*** Opening of Data to examine ***

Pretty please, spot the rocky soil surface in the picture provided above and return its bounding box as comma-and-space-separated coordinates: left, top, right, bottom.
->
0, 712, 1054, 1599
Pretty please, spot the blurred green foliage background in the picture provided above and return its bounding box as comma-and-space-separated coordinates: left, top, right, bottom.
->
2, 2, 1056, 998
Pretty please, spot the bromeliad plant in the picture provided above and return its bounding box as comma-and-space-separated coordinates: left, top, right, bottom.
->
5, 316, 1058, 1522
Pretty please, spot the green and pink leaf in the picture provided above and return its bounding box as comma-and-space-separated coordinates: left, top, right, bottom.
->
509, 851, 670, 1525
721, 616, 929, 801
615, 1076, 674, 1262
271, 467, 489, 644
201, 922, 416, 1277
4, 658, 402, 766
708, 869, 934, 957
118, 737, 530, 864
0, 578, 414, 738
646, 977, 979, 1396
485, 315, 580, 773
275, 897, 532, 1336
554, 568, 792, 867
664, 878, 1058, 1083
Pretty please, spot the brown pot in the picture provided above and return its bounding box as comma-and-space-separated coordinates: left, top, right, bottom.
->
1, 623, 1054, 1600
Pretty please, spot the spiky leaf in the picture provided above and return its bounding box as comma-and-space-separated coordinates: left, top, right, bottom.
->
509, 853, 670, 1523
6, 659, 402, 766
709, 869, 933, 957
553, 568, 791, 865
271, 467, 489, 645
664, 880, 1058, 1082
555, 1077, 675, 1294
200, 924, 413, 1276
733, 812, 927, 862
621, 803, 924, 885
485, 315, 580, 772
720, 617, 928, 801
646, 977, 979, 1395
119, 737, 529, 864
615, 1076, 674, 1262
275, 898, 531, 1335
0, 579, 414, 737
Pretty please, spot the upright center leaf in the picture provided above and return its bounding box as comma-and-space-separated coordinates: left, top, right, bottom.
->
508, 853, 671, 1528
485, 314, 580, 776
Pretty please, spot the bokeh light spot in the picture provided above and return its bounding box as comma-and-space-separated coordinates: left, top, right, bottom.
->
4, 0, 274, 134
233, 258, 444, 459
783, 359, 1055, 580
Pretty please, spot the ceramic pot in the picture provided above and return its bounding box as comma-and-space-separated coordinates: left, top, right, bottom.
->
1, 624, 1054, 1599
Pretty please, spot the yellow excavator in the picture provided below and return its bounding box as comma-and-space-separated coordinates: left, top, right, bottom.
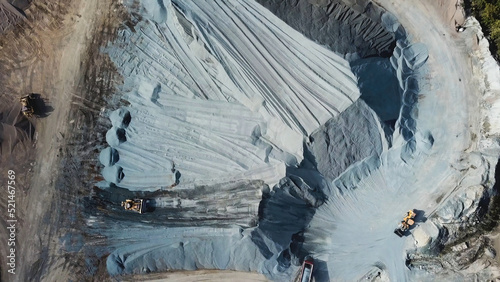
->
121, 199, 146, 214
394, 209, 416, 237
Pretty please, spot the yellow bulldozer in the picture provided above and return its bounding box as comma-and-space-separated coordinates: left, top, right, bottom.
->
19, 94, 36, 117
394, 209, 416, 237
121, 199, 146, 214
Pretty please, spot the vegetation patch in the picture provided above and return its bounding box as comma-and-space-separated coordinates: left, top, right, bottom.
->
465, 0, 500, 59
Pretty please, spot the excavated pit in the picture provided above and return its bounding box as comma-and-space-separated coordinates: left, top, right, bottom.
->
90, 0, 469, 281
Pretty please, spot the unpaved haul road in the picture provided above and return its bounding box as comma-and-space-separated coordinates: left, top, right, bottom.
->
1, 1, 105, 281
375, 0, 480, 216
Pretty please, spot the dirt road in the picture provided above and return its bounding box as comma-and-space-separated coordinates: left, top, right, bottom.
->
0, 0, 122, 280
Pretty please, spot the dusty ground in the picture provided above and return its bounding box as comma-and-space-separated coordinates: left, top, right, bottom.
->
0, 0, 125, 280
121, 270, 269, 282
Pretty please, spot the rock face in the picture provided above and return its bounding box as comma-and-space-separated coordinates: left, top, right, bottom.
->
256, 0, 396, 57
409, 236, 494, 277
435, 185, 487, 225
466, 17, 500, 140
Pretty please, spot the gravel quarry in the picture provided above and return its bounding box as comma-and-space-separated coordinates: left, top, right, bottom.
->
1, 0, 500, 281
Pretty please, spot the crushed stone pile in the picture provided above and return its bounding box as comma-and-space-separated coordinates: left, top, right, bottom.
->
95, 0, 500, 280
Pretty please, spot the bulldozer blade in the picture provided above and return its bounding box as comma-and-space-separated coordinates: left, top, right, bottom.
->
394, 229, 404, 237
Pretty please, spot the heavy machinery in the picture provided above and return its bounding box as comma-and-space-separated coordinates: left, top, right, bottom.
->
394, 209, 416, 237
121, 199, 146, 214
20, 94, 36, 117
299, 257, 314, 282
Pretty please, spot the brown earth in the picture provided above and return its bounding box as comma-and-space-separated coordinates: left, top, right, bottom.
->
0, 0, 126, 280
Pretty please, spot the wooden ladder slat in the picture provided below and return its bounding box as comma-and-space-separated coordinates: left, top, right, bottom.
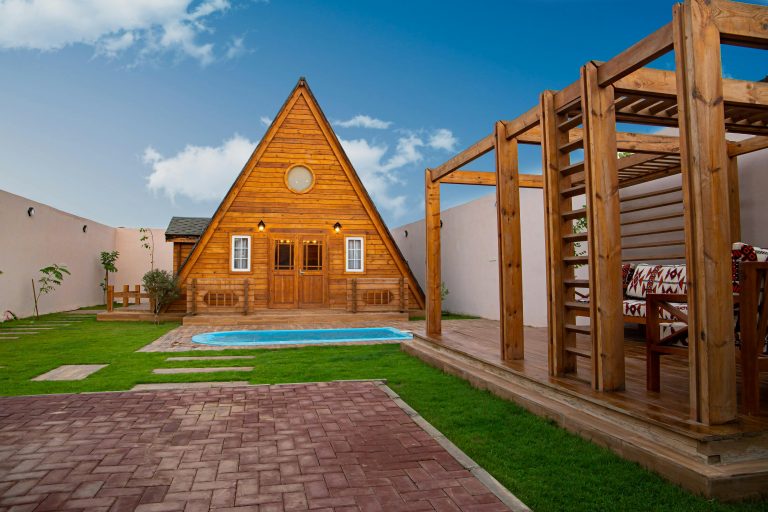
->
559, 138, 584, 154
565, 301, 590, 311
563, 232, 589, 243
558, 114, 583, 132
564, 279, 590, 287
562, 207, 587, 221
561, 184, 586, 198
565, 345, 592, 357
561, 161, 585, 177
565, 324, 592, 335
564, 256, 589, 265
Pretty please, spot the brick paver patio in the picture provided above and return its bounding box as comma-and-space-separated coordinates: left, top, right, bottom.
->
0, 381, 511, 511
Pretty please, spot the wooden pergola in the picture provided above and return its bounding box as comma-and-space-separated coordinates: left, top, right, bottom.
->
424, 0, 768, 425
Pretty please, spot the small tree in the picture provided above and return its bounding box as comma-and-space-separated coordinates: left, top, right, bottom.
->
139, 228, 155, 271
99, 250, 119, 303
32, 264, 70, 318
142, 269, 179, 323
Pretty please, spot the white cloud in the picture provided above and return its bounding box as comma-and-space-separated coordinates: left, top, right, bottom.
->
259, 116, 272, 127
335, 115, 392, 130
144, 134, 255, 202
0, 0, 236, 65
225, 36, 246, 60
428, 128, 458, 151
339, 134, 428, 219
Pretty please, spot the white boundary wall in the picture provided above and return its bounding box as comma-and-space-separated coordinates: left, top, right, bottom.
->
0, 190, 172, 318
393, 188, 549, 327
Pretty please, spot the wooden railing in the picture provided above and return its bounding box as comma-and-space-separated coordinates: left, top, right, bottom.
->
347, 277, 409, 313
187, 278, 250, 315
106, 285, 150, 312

*** Close of Data to examine ***

### What the task requires
From top to bottom, restate the records above exactly and omit every picture.

### Completed exercise
Pretty please, spot the rocky soil surface in the picture provided above and return its bounding box as comma-and-space-separated coordinates: left, top, right, bottom.
->
0, 712, 1054, 1599
Pretty please, spot the blurred green foliage background in the picture provided above and return its bounding box as comma-and-space-separated coordinates: left, top, right, bottom.
->
2, 2, 1056, 998
Pretty please, spot the bromeliad plant in the picture provided above and return its bounding box as comma-and-space-separated coordinates: left, top, right, bottom.
->
5, 316, 1058, 1522
Pretty please, spot the green and pink leaf in the picture provided above and return its bounding box as comma-and-space-separated coordinates: left, top, right, bottom.
->
509, 851, 670, 1525
721, 616, 929, 801
615, 1076, 674, 1262
271, 467, 489, 644
201, 922, 416, 1277
4, 658, 402, 766
708, 869, 934, 957
118, 737, 530, 864
0, 578, 414, 738
646, 977, 979, 1396
485, 315, 580, 773
275, 897, 532, 1336
554, 568, 792, 867
664, 878, 1058, 1083
Pretty please, spot the brown pot in the picture provided above and return its bounding box as comma-and-space-separated coordinates: left, top, right, bottom.
->
1, 623, 1054, 1600
Pretty please, spot the spiky leaf in the picture provided above and return its bounding box as comma-and-space-separated coordinates: left, top, right, bottom.
->
509, 853, 670, 1523
6, 659, 402, 766
709, 869, 933, 957
553, 568, 791, 865
271, 467, 489, 645
664, 880, 1058, 1082
555, 1077, 675, 1294
200, 924, 413, 1276
733, 812, 927, 862
621, 803, 924, 885
485, 315, 580, 772
720, 617, 928, 801
646, 977, 979, 1395
119, 737, 529, 864
615, 1076, 674, 1262
275, 898, 531, 1335
0, 579, 414, 737
Pretty please, spot the upright center leaf in the picture provided above and return its bounding box as comma-and-space-separated coordinates: left, top, right, bottom.
->
508, 853, 671, 1528
485, 314, 580, 776
Pretty please, spot the bokeh light spot in the picture provided above and return its bounding box as comma-and-space-separated coordinates: left, top, right, bottom.
->
4, 0, 274, 134
233, 258, 444, 459
783, 359, 1055, 580
Pretty please, spot the ceramic pot in the picture provided above and return its bounding box as comma-and-space-separated coordinates: left, top, right, bottom.
->
1, 624, 1054, 1599
Pretty please, spot the yellow excavator in the picture provided below and return its bounding box as comma-and-space-separated coordinates: left, top, right, bottom.
->
121, 199, 146, 214
394, 209, 416, 237
Pretty please, spot the yellow bulldozer in the picture provided above and return its bounding box as comma-and-space-separated coordinates: left, top, right, bottom.
->
19, 94, 36, 117
394, 209, 416, 237
121, 199, 146, 214
Pretty please, spot the vegetation patch in the picture provided above and return its bounding box as comma-and-space-separated coordinates: left, top, right, bottom.
->
465, 0, 500, 59
Pretty please, spot the excavated pit in the picture provided above and return its bounding box as comma-and-space-separated coordinates: left, top, right, bottom.
->
90, 0, 469, 281
Pretty please, spot the unpaved haul road in the picture provided above and return its bounding box as comma-and-space-separated coordinates: left, top, right, bottom.
->
1, 1, 105, 281
375, 0, 480, 216
Pretty please, spot the dirt road in the picture provided above and return its bounding box as comma-and-space-separated coordinates: left, top, right, bottom.
->
0, 0, 122, 280
Pretty please, spot the dusty ground in the picture provided above and return its bounding box as comma-and-space-separated coordinates: left, top, right, bottom.
->
0, 0, 125, 280
121, 270, 269, 282
Pretty please, spot the rock face in the picture provided above and return its bounding box as comma-and-space-separated coordinates: left, top, right, bottom.
->
256, 0, 396, 57
409, 236, 494, 277
435, 185, 487, 225
466, 17, 500, 140
Pretty please, spot the gravel quarry in the picture provided above and return its bounding box as comma-and-space-separated coordinates: left, top, right, bottom.
->
1, 0, 500, 281
Pretty please, spot the crushed stone pile in the picture provided above and return its bounding box as comma-and-space-separated coordinates: left, top, right, bottom.
->
95, 0, 500, 280
Pretty please, spot the bulldozer blade in the picture provided above and return its bounding box as comma-and-space-separated coordinates: left, top, right, bottom.
->
394, 229, 404, 237
Pretty please, spot the heavy machinery in the picture provided above and return its bounding box as comma-and-space-separated coordinates: left, top, right, bottom.
->
394, 209, 416, 237
121, 199, 146, 214
20, 94, 36, 117
299, 257, 314, 282
Pretty please, spot the brown earth in the picture provided above and return its bounding box as comma-and-space-separated coordinates: left, top, right, bottom.
->
0, 0, 126, 280
Pretty please, spot the wooden ladder slat in the picture provided below and return its bounding box as comma-and-space-separated coordinates: left, top, right, bottom.
->
559, 138, 584, 154
565, 301, 590, 311
563, 232, 589, 243
558, 114, 583, 132
564, 279, 590, 287
562, 207, 587, 221
561, 184, 586, 198
565, 345, 592, 357
561, 161, 585, 177
565, 324, 592, 335
564, 256, 589, 265
Pretty please, spot the brick paver patio in the picture provided above and return its bounding box as comma-and-space-separated coordinates: left, top, right, bottom.
->
0, 381, 511, 511
Pretty please, spot the wooden pergola in the picture provided above and return its bounding box as comma-and-space-separated coordinates: left, top, right, bottom.
->
424, 0, 768, 425
Pretty please, spot the small tree in the picture provided above and return its bounding box as comma-and-space-separated coordinates: left, top, right, bottom.
->
139, 228, 155, 271
99, 250, 119, 303
32, 264, 70, 318
142, 269, 179, 323
Pretty please, spot the white cloud in the picture provided above and return its bounding box as comma-and-space-separated coordinates: left, top, right, bottom.
->
259, 116, 272, 127
335, 115, 392, 130
144, 134, 255, 202
0, 0, 236, 65
225, 36, 246, 60
428, 128, 458, 151
339, 134, 428, 219
Pretty please, spot the white boundary wall in the picture provided above and return its bounding box as comma-and-space-separated coordinates: left, top, right, bottom.
->
0, 190, 172, 318
393, 188, 549, 327
Pretty please, spot the wooden railing in the picture provided above and return its bounding box as comma-and-space-separated coordinates: left, top, right, bottom.
->
347, 277, 409, 313
187, 278, 250, 315
106, 285, 150, 312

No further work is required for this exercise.